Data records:
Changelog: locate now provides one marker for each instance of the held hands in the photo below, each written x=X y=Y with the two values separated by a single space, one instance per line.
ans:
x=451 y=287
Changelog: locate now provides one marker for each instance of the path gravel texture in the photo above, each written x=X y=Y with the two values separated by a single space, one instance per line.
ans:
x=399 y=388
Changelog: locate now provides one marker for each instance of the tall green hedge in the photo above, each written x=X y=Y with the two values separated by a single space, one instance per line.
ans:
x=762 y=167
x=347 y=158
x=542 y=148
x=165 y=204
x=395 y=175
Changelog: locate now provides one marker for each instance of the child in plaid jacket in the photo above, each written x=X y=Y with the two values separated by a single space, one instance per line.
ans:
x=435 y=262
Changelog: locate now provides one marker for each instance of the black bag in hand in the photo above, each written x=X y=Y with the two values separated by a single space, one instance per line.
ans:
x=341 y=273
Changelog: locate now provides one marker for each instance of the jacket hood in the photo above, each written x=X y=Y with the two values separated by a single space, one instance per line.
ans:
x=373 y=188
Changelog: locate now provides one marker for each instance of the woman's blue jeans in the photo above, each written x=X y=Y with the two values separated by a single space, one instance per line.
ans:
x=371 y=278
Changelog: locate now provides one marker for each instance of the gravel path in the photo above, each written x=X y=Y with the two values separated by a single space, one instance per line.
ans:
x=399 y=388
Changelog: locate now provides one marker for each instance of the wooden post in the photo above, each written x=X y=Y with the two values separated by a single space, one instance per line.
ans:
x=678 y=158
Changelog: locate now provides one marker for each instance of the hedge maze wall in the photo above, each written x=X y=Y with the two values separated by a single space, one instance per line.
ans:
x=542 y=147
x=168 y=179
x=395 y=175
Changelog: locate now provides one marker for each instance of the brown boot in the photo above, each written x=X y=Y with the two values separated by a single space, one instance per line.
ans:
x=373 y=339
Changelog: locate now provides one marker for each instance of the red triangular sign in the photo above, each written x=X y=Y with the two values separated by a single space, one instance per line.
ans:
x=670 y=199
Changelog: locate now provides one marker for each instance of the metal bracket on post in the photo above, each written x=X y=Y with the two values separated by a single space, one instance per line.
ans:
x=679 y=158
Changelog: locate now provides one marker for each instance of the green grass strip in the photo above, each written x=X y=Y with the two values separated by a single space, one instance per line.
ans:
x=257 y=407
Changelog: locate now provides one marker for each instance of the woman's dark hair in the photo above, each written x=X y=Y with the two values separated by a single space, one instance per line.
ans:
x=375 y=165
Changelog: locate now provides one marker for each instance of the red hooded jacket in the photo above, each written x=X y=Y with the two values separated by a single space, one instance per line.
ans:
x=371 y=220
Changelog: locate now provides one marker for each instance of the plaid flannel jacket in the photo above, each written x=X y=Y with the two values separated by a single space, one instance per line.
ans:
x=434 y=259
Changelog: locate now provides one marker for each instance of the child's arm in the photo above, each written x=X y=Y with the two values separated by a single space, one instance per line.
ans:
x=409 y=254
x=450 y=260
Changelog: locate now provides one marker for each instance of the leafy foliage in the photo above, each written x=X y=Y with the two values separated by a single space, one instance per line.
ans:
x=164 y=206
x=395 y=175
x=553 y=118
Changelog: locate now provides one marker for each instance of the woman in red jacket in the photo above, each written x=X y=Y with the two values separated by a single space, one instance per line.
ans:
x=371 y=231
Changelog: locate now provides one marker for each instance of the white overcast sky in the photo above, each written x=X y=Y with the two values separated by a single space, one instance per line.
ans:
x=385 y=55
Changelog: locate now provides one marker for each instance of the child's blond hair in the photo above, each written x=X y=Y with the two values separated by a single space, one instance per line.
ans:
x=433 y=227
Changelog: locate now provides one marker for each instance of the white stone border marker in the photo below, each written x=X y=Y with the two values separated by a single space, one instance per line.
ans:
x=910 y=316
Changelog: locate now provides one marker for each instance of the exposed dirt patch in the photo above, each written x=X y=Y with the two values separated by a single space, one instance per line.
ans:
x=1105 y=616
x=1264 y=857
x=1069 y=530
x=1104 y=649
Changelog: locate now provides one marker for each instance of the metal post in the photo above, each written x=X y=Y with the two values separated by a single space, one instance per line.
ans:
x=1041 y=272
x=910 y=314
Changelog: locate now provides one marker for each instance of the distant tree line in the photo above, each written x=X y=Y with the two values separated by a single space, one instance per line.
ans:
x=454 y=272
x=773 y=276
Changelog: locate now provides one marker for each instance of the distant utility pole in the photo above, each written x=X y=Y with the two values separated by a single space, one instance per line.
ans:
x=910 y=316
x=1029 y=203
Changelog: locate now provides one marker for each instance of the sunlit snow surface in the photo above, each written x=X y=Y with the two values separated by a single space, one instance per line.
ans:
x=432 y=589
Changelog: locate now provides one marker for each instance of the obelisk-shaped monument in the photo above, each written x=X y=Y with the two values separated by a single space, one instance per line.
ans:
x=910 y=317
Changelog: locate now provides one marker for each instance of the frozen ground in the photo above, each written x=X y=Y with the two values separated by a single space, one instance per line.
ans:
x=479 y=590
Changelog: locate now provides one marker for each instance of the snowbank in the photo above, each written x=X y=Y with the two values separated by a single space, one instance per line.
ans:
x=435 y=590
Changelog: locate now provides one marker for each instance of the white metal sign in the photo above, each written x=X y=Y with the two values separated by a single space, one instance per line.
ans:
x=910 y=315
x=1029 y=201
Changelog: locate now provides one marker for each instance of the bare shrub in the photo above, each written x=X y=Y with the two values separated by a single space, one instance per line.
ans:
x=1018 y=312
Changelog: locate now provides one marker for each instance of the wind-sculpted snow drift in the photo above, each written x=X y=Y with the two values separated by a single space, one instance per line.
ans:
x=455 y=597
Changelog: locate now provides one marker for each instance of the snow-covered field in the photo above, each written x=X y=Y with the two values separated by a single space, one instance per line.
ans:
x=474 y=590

Written task - Please write out the records above again, replacing "one marker" with "a single point" and keeping everything else unchanged.

Solved problem -
Changelog: locate now provides a single point for each instance of the held hands in the photo below, each written x=X y=Y with the two values separated by a single space, one instance per line.
ans:
x=451 y=287
Changelog: locate now provides a single point for each instance of the path gravel texture in the photo above, each written x=X y=Y with the two values separated by a single space, one instance per line.
ans:
x=399 y=388
Changelog: locate now provides a single point for each instance of the tall green hedge in the photo above, each written x=X y=Y with the two values separated by a single space, one instance per line.
ans:
x=762 y=167
x=347 y=158
x=542 y=148
x=165 y=204
x=395 y=175
Changelog: locate now provides a single point for each instance of the child in plaid jacket in the photo above, each written x=X y=Y with the two values separated by a single space, one instance per line.
ans:
x=435 y=262
Changelog: locate now provides a single point for each instance of the black bag in hand in the photo above, each written x=X y=Y with the two values separated by a single space, one instance per line.
ans:
x=341 y=273
Changelog: locate now provides a single point for each instance of the jacket hood in the photo above, each written x=X y=Y with the two values separated by a single space, one instance per line.
ans:
x=373 y=188
Changelog: locate now provides a single point for each instance of the woman's blue jeans in the photo above, each written x=X y=Y with the two values separated by a single space, one instance per line.
ans:
x=371 y=278
Changelog: locate now provides a single point for each instance of the gravel path in the photo above, each written x=X y=Y with the two values separated by a single space, one instance per line.
ans:
x=399 y=388
Changelog: locate now provides a single point for each instance of the wooden post in the photo above, each written x=X y=Y with the two values separated by a single space, one instance per line.
ans:
x=678 y=158
Changelog: locate now provides a single point for each instance of the hedge maze wall in the photo above, each written x=X y=Y with the two values separated by a single space, one instance per line.
ans:
x=542 y=147
x=168 y=179
x=395 y=175
Changelog: locate now provides a single point for each instance of the brown boot in the photo above, each written x=X y=Y with the two values separated by a single space, one instance per line.
ans:
x=373 y=339
Changelog: locate now provides a single point for each instance of the red triangular sign in the photo above, each written x=X y=Y with the two values separated by a single space, one instance per line.
ans:
x=670 y=199
Changelog: locate now provides a single point for each instance of the metal bracket on post in the photo above, each written x=X y=Y with the two values separated by a single space, one instance per line.
ans:
x=679 y=158
Changelog: locate now provides a single point for each instance of the green grass strip in the photo above, each written x=X y=Y with the two values separated by a single space, one instance per line.
ans:
x=257 y=407
Changelog: locate now provides a single point for each instance of the woman's dark hair in the photo above, each written x=X y=Y with the two values separated by a single space, one instance per line.
ans:
x=375 y=165
Changelog: locate now provides a single point for each instance of the red hooded jacket in the photo above, each written x=X y=Y with the two values separated by a single space, one instance per line.
ans:
x=371 y=220
Changelog: locate now provides a single point for each instance of the plaid flannel jacket in the photo above, each written x=X y=Y with the two values separated by a single space, one instance per line.
ans:
x=434 y=259
Changelog: locate now provides a single point for each instance of the child's arm in the photo above, each written x=X y=Y with the two values separated by a single space, one instance per line.
ans:
x=409 y=254
x=450 y=260
Changelog: locate now provides a single point for each instance of the leafy foliage in the photo above, each written x=X y=Y with the two values separated by a single space, one instance per line.
ans:
x=164 y=206
x=395 y=175
x=553 y=118
Changelog: locate now provides a single point for each instance of the woman in red jacket in the photo above, each written x=X y=Y with the two values separated by a single space, one instance per line.
ans:
x=371 y=231
Changelog: locate now provides a single point for each instance of the white overcast sky in the photo above, each written x=X y=Y with the two values separated by a single space, one instance per line.
ans:
x=385 y=55
Changelog: locate now provides a single point for each instance of the child's blond hair in the photo above, each written x=X y=Y with the two values separated by a single space, one instance per line.
ans:
x=433 y=227
Changelog: locate now provides a single point for each instance of the white stone border marker in the photo below, each written x=X y=Y with the two values separated by a single space, one instance per line.
ans:
x=910 y=316
Changelog: locate now provides a single point for each instance of the exposed dirt patch in the photo above, each written x=X y=Y with the two values separated by a single space, one instance per line.
ans:
x=1105 y=616
x=1264 y=857
x=1069 y=530
x=1104 y=649
Changelog: locate now provides a single point for each instance of the metal post in the photo above, each written x=X y=Y with the two values separated by a single space, one instance per line.
ans:
x=1041 y=272
x=910 y=314
Changelog: locate now provides a single point for each instance of the distant tree line in the photo above, each written x=X y=Y with the two values separated by a single space, one instance per line.
ans:
x=454 y=272
x=773 y=276
Changelog: locate now provides a single point for each instance of the distant utility pole in the photo above, each written x=X y=Y with the two values separated by a single space, one instance per line.
ans:
x=910 y=316
x=1029 y=203
Changelog: locate now provides a single point for each instance of the sunlit snow surface in the photo above, each written x=X y=Y with the two values separated by a single space, one instance per line.
ans:
x=432 y=589
Changelog: locate now provides a single point for each instance of the obelisk-shaped monument in the photo above, each written x=X y=Y with the two values separated by a single space, one instance per line.
ans:
x=910 y=317
Changelog: locate now provides a single point for each instance of the frozen ground in the photo above, each written x=X y=Y with the two values separated by a single space, one instance per line.
ans:
x=479 y=590
Changelog: locate now provides a single point for each instance of the snowbank in the photo above, each written x=X y=Y with the two values separated by a single space, one instance per line.
ans:
x=435 y=590
Changelog: locate now provides a single point for each instance of the white metal sign in the photo above, each written x=X y=Y with the two values separated by a single space, one instance per line.
ans:
x=910 y=315
x=1029 y=201
Changelog: locate now provides a single point for each instance of the bare shrub in the photo above, each written x=X y=Y with the two values separated by a single space, one instance per line.
ans:
x=1018 y=312
Changelog: locate now provides a single point for each instance of the wind-sculpted snow drift in the photo above, each written x=X y=Y with the two values separated by a single space, one instance per line.
ans:
x=455 y=597
Changelog: locate now provides a single point for each instance of the snow-covered field in the photo above, each written x=X y=Y with the two values separated by a single space, one instance per line.
ans:
x=474 y=590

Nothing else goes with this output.